_The problem:_ Wherever a line of the data contains "woman", copy that line.

_Entries shown:_

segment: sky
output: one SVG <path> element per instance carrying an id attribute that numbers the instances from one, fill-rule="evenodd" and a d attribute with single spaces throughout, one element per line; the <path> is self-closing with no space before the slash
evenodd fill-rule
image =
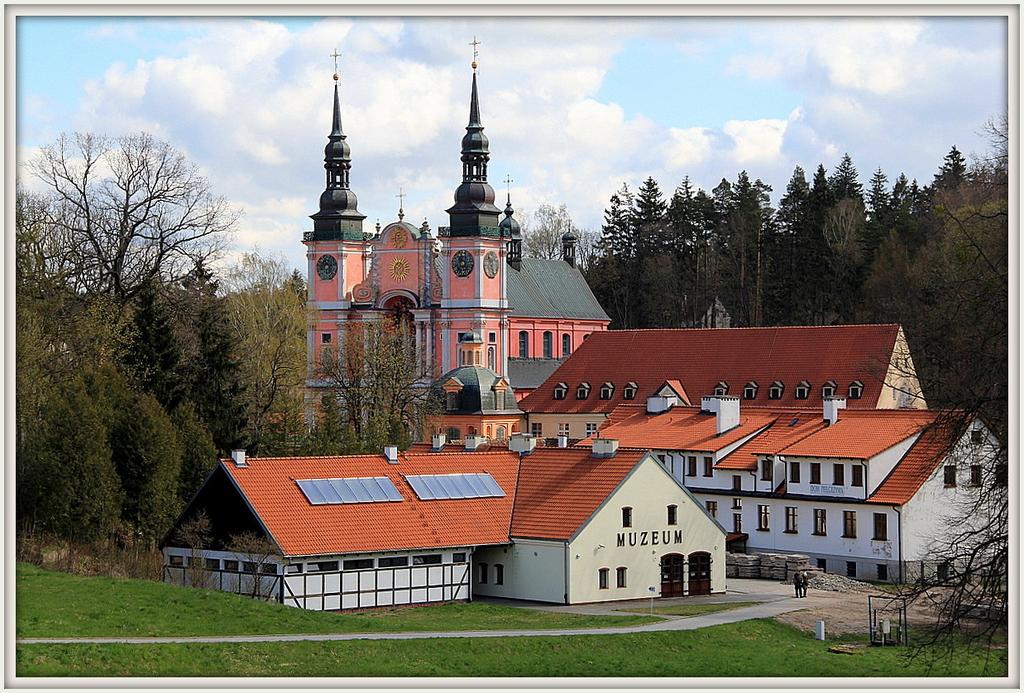
<path id="1" fill-rule="evenodd" d="M 608 198 L 653 176 L 710 190 L 741 170 L 777 202 L 795 166 L 846 152 L 929 182 L 1007 108 L 1004 18 L 19 17 L 19 184 L 61 132 L 148 131 L 242 211 L 223 262 L 305 266 L 324 188 L 330 54 L 341 53 L 352 189 L 367 229 L 447 225 L 461 177 L 470 41 L 490 181 L 517 216 L 565 204 L 599 229 Z M 512 183 L 506 186 L 506 177 Z M 503 206 L 503 205 L 499 205 Z"/>

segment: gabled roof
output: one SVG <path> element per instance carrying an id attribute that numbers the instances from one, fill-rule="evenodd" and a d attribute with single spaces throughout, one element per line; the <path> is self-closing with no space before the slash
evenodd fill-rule
<path id="1" fill-rule="evenodd" d="M 564 260 L 523 258 L 520 269 L 506 270 L 512 317 L 611 321 L 579 269 Z"/>
<path id="2" fill-rule="evenodd" d="M 871 409 L 878 403 L 899 330 L 890 324 L 595 332 L 521 407 L 531 413 L 608 413 L 628 401 L 622 398 L 627 381 L 637 382 L 637 399 L 642 400 L 675 379 L 695 399 L 711 394 L 722 380 L 735 392 L 751 380 L 780 380 L 785 384 L 782 399 L 769 400 L 764 387 L 743 406 L 817 409 L 821 385 L 831 379 L 839 386 L 838 395 L 845 395 L 854 380 L 863 382 L 862 397 L 847 406 Z M 610 400 L 552 397 L 556 382 L 574 387 L 582 380 L 611 381 L 615 395 Z M 811 383 L 810 397 L 797 400 L 794 390 L 802 380 Z"/>
<path id="3" fill-rule="evenodd" d="M 250 457 L 246 467 L 221 466 L 286 556 L 362 553 L 508 542 L 519 456 L 499 452 L 404 453 L 398 464 L 383 455 Z M 488 472 L 503 498 L 419 500 L 404 476 Z M 312 505 L 296 479 L 386 476 L 398 502 Z"/>
<path id="4" fill-rule="evenodd" d="M 945 423 L 926 428 L 868 501 L 893 505 L 909 502 L 942 463 L 954 438 L 955 432 Z"/>
<path id="5" fill-rule="evenodd" d="M 797 457 L 838 457 L 866 460 L 917 435 L 938 414 L 922 409 L 841 411 L 839 420 L 780 448 Z"/>
<path id="6" fill-rule="evenodd" d="M 775 420 L 770 412 L 743 412 L 740 424 L 722 434 L 715 432 L 715 415 L 700 407 L 675 406 L 661 414 L 648 414 L 646 407 L 622 405 L 614 418 L 601 427 L 602 438 L 615 438 L 620 445 L 656 450 L 693 450 L 715 452 L 756 433 Z M 592 438 L 580 446 L 593 444 Z"/>
<path id="7" fill-rule="evenodd" d="M 588 448 L 538 448 L 523 458 L 512 536 L 571 538 L 646 454 L 620 447 L 595 459 Z"/>

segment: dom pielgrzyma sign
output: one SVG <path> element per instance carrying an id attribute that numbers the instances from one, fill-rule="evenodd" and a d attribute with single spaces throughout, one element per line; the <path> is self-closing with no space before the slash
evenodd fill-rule
<path id="1" fill-rule="evenodd" d="M 619 532 L 616 537 L 616 546 L 658 546 L 660 544 L 682 544 L 683 530 L 663 529 L 660 532 Z"/>

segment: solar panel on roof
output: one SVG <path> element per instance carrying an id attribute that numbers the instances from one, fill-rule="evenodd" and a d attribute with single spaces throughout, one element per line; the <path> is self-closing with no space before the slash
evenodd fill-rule
<path id="1" fill-rule="evenodd" d="M 797 422 L 797 420 L 798 420 L 798 419 L 797 419 L 797 417 L 795 417 L 795 416 L 794 416 L 794 417 L 793 417 L 793 420 L 789 422 L 789 425 L 790 425 L 790 426 L 796 426 L 796 422 Z"/>
<path id="2" fill-rule="evenodd" d="M 402 494 L 386 476 L 354 479 L 296 479 L 295 484 L 313 505 L 382 503 L 402 500 Z"/>
<path id="3" fill-rule="evenodd" d="M 420 500 L 501 498 L 505 491 L 487 472 L 474 474 L 418 474 L 405 477 Z"/>

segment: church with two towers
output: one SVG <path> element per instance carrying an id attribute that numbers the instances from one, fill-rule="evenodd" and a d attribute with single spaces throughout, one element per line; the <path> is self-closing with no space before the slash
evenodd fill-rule
<path id="1" fill-rule="evenodd" d="M 324 149 L 326 188 L 306 246 L 309 306 L 307 399 L 328 386 L 318 376 L 327 349 L 367 321 L 402 321 L 415 340 L 418 376 L 438 384 L 450 440 L 504 440 L 519 430 L 517 402 L 537 387 L 608 315 L 576 267 L 576 237 L 562 237 L 561 259 L 523 257 L 511 196 L 495 206 L 473 62 L 469 122 L 462 138 L 462 181 L 448 224 L 398 219 L 372 230 L 350 183 L 352 156 L 342 128 L 338 75 Z"/>

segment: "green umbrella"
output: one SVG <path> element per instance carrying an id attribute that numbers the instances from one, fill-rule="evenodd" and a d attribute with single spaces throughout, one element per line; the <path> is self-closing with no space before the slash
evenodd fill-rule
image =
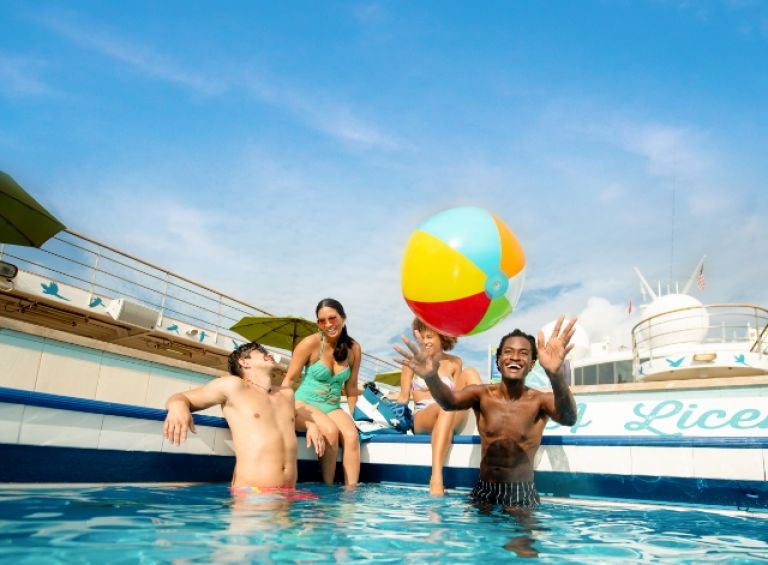
<path id="1" fill-rule="evenodd" d="M 64 224 L 0 171 L 0 243 L 40 247 Z"/>
<path id="2" fill-rule="evenodd" d="M 293 351 L 299 341 L 317 331 L 317 324 L 298 316 L 246 316 L 229 329 L 247 340 Z"/>

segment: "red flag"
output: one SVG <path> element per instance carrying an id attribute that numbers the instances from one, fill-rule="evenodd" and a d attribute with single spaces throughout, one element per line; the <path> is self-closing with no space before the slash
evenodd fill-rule
<path id="1" fill-rule="evenodd" d="M 632 315 L 632 299 L 629 299 L 629 306 L 627 306 L 627 316 Z"/>
<path id="2" fill-rule="evenodd" d="M 704 290 L 704 287 L 706 286 L 704 282 L 704 263 L 701 264 L 701 268 L 699 269 L 699 275 L 696 277 L 696 282 L 699 285 L 699 288 L 701 290 Z"/>

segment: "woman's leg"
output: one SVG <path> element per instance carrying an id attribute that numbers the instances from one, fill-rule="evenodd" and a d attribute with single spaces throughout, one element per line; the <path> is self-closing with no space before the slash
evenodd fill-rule
<path id="1" fill-rule="evenodd" d="M 480 378 L 480 373 L 477 369 L 472 367 L 464 369 L 461 374 L 456 378 L 456 390 L 461 390 L 467 385 L 481 385 L 483 379 Z"/>
<path id="2" fill-rule="evenodd" d="M 341 466 L 344 468 L 344 484 L 354 486 L 360 479 L 360 436 L 352 418 L 344 410 L 328 414 L 339 430 L 341 439 Z"/>
<path id="3" fill-rule="evenodd" d="M 336 475 L 336 460 L 339 457 L 339 427 L 322 410 L 302 402 L 296 401 L 296 431 L 306 432 L 306 422 L 311 420 L 317 424 L 320 433 L 325 439 L 325 453 L 320 457 L 320 472 L 323 475 L 323 482 L 327 485 L 333 484 L 333 478 Z"/>
<path id="4" fill-rule="evenodd" d="M 446 412 L 435 403 L 419 410 L 413 417 L 414 433 L 432 434 L 432 476 L 429 479 L 429 493 L 434 496 L 445 494 L 443 465 L 453 439 L 454 414 Z"/>
<path id="5" fill-rule="evenodd" d="M 456 378 L 456 390 L 461 390 L 468 385 L 481 385 L 483 380 L 480 378 L 480 373 L 477 369 L 469 368 L 464 369 L 461 374 Z M 454 412 L 453 418 L 453 433 L 456 434 L 464 428 L 469 418 L 469 410 L 461 410 L 460 412 Z"/>
<path id="6" fill-rule="evenodd" d="M 443 466 L 453 442 L 454 420 L 457 415 L 456 412 L 446 412 L 439 408 L 435 427 L 432 428 L 432 476 L 429 479 L 429 494 L 432 496 L 445 494 Z"/>

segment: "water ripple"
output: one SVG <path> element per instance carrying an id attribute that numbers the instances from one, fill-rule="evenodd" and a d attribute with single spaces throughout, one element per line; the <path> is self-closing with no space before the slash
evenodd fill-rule
<path id="1" fill-rule="evenodd" d="M 466 495 L 305 485 L 317 500 L 233 501 L 225 485 L 0 491 L 9 563 L 701 563 L 768 560 L 761 517 L 547 502 L 528 516 Z"/>

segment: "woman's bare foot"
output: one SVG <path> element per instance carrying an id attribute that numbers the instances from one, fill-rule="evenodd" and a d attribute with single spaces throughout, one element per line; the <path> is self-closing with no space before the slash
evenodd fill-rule
<path id="1" fill-rule="evenodd" d="M 445 496 L 445 486 L 442 480 L 431 479 L 429 481 L 430 496 Z"/>

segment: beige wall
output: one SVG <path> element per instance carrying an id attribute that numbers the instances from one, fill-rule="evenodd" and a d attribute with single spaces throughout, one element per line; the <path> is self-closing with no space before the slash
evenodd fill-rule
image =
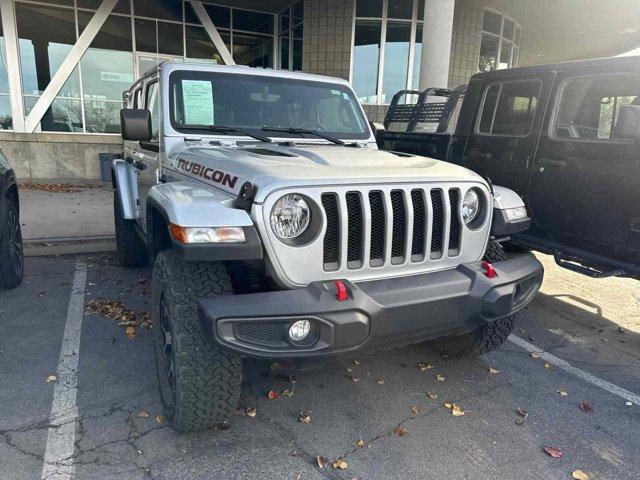
<path id="1" fill-rule="evenodd" d="M 0 146 L 19 181 L 97 180 L 98 153 L 122 153 L 115 135 L 0 132 Z"/>

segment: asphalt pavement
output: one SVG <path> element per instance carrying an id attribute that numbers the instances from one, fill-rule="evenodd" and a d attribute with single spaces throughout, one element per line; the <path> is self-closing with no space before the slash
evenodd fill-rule
<path id="1" fill-rule="evenodd" d="M 544 260 L 543 292 L 495 352 L 248 362 L 244 414 L 177 434 L 151 331 L 83 314 L 96 299 L 148 310 L 150 269 L 111 254 L 29 258 L 25 284 L 0 292 L 0 479 L 637 479 L 640 283 Z"/>

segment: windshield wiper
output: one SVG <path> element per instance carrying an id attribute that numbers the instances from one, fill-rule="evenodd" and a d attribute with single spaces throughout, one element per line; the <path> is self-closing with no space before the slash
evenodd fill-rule
<path id="1" fill-rule="evenodd" d="M 315 135 L 316 137 L 320 137 L 324 140 L 327 140 L 331 143 L 335 143 L 336 145 L 346 145 L 339 138 L 332 137 L 331 135 L 325 135 L 324 133 L 318 130 L 307 130 L 306 128 L 279 128 L 279 127 L 262 127 L 263 132 L 282 132 L 282 133 L 292 133 L 295 135 Z"/>
<path id="2" fill-rule="evenodd" d="M 183 130 L 209 130 L 210 132 L 222 133 L 224 135 L 228 135 L 231 133 L 239 133 L 240 135 L 255 138 L 256 140 L 260 140 L 261 142 L 265 142 L 265 143 L 273 142 L 273 140 L 271 140 L 269 137 L 257 135 L 255 133 L 248 132 L 244 128 L 231 127 L 229 125 L 180 125 L 178 128 Z"/>

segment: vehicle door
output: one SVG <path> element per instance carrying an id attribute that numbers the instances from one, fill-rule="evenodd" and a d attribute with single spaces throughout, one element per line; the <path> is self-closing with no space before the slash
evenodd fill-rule
<path id="1" fill-rule="evenodd" d="M 542 229 L 640 250 L 640 132 L 629 132 L 630 114 L 635 130 L 640 119 L 640 71 L 612 67 L 558 72 L 528 203 Z"/>
<path id="2" fill-rule="evenodd" d="M 487 80 L 461 162 L 523 198 L 548 90 L 545 80 L 544 74 Z"/>
<path id="3" fill-rule="evenodd" d="M 145 83 L 142 91 L 144 108 L 151 113 L 151 140 L 148 142 L 132 142 L 130 156 L 138 174 L 138 196 L 140 217 L 139 223 L 146 231 L 145 221 L 147 196 L 149 190 L 157 183 L 157 171 L 160 162 L 160 83 L 157 79 Z"/>

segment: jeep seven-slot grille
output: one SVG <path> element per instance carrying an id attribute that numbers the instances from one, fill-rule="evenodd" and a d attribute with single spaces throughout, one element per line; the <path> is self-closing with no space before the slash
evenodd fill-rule
<path id="1" fill-rule="evenodd" d="M 438 260 L 460 252 L 456 188 L 324 193 L 321 198 L 327 218 L 325 271 Z"/>

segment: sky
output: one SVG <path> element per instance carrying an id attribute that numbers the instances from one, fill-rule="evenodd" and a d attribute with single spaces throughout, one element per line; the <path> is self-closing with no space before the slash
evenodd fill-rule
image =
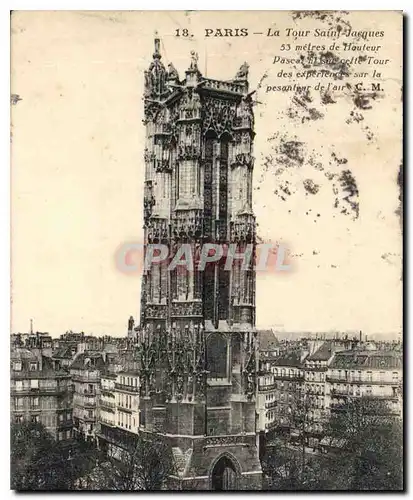
<path id="1" fill-rule="evenodd" d="M 314 93 L 304 107 L 292 93 L 267 92 L 285 82 L 273 59 L 291 40 L 204 36 L 205 28 L 224 26 L 250 33 L 297 27 L 291 13 L 217 16 L 14 12 L 11 85 L 20 100 L 11 127 L 13 332 L 27 331 L 33 318 L 35 330 L 53 335 L 122 336 L 129 316 L 139 317 L 140 273 L 122 272 L 117 258 L 143 237 L 143 70 L 155 30 L 162 61 L 173 61 L 181 77 L 191 50 L 211 78 L 231 79 L 244 61 L 250 65 L 258 234 L 285 245 L 293 269 L 258 273 L 257 326 L 393 337 L 401 331 L 400 16 L 345 19 L 354 28 L 385 29 L 385 91 L 369 109 L 355 107 L 354 94 L 343 91 L 333 104 Z M 317 19 L 300 23 L 323 26 Z M 194 36 L 176 36 L 183 28 Z M 286 160 L 283 148 L 293 142 L 303 161 Z M 357 184 L 358 216 L 343 200 L 345 169 Z M 305 189 L 308 179 L 315 193 Z"/>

_Expected output:_
segment: "woman's leg"
segment: "woman's bare foot"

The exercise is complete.